## [Consigne]
D'après l'extrait à lire, quelle société eBay héberge techniquement le site « ebay.fr » sur ses serveurs ?

## [Extrait à lire]
------------------------------

II ressort des pièces produites que les trois sociétés eBay précitées interviennent dans la gestion du site «ebay.fr»: la société eBay Inc est l’hébergeur technique de ce site sur ses serveurs, la société Ebay France assure la représentation des autres sociétés eBay sur le territoire fiançais et la société Ebay Europe est la cocontractante des utilisateurs domiciliés ou résidant dans l’Union Européenne.
Dès lors, les défenderesses en opposant leur défaut de qualité à agir en défense, formulent en réalité des moyens au fond visant à contester toute responsabilité dans les actes incriminés par les demanderesses compte-tenu de leur rôle respectif dans la gestion du site « ebay.fr».
L’exception d’irrecevabilité est en conséquence rejetée.
* sur le cadre juridique des prestataires intermédiaires dans le commerce électronique:
Il est constant que les opérateurs intervenant dans le commerce électronique ont un régime de responsabilité relevant du droit. commun sauf à démontrer que leur activité relève du régime «aménagé» prévu par la Directive 2000/31/CE du 8 juin 2000 et sa loi de transposition en droit français.
-sur la directive 2000/31/CE du 8 juin 2000 sur le commerce électronique:
Aux termes de son considérant 40, cette Directive précise que « les divergences existantes et émergentes entre les législations et les jurisprudences des Etats membres dans le domaine des prestataires de services agissant en qualité d’intermédiaire empêchent le bon fonctionnement du marché intérieur, en particulier en gênant le développement des services transfrontaliers et en produisant des distorsions de concurrence (…) ». Elle ajoute dans son considérant 41 « la présente directive instaure un équilibre entre les différents intérêts enjeu et établit des principes qui peuvent servir de base aux normes et aux accords adoptés par les entreprises».

------------------------------

## [Données brutes]
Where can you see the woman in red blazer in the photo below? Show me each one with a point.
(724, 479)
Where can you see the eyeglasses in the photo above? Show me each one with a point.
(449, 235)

------------------------------

## [Corrigé]
La société eBay Inc.